Problem: Select every line of the material that contains the string "table".
--- START ---
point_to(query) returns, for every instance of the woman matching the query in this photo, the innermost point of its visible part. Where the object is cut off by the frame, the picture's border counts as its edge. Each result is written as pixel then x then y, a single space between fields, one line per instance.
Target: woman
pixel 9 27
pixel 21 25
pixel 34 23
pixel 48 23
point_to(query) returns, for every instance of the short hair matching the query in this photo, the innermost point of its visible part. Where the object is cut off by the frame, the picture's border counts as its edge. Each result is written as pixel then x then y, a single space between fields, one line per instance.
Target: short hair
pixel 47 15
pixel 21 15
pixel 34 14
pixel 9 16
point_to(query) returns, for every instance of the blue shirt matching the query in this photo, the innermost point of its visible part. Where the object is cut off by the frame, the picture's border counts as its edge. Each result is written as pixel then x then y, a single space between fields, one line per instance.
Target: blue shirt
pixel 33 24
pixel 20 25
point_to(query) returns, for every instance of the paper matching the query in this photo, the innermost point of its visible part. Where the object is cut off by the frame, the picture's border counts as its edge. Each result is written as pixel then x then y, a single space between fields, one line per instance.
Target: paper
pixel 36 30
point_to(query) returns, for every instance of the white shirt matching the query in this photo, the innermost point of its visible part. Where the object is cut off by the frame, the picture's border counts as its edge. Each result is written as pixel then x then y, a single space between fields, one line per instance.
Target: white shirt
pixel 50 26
--- END ---
--- START ---
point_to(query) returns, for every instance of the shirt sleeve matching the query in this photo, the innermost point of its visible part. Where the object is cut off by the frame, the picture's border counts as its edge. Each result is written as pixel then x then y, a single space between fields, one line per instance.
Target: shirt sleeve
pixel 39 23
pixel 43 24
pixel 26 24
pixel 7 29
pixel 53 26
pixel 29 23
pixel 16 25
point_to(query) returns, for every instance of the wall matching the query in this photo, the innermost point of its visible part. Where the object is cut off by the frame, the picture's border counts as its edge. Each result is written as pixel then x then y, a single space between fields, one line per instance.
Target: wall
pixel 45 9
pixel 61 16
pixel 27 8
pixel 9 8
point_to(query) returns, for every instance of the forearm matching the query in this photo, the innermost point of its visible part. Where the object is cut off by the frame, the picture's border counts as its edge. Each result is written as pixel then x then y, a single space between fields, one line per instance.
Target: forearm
--- END ---
--- START ---
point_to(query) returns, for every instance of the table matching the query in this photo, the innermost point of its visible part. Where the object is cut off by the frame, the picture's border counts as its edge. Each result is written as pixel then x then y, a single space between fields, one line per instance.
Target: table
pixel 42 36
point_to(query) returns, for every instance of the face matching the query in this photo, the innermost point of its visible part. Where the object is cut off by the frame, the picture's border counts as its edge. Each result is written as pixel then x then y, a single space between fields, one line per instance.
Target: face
--- END ---
Exercise answer:
point_to(query) returns, for every instance of the table matching the query in this photo, the innermost point of its visible part. Where the object is cut off by the frame, the picture's border counts as its edge. Each result is written as pixel then x then y, a single space between fields, one line per instance.
Target: table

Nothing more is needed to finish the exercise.